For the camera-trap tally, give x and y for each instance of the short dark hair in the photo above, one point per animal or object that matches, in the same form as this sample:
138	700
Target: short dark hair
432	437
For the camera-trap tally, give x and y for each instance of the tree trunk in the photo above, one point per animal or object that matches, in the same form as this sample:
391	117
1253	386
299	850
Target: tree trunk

__Exercise instructions__
Set down every line of the records above word for word, preserving their original order.

__Answer to this exercise__
For the camera-trap tally, give x and y for each instance of the short dark hair in the photo above, one point per animal or object that matches, in the same form as this sample:
138	700
Target: short dark hair
432	437
For the camera-trap tally, give x and y for each instance of the tree trunk in the photo above, one point per animal or object that matches, in the same form as this sample:
391	117
1253	386
299	850
Target: tree trunk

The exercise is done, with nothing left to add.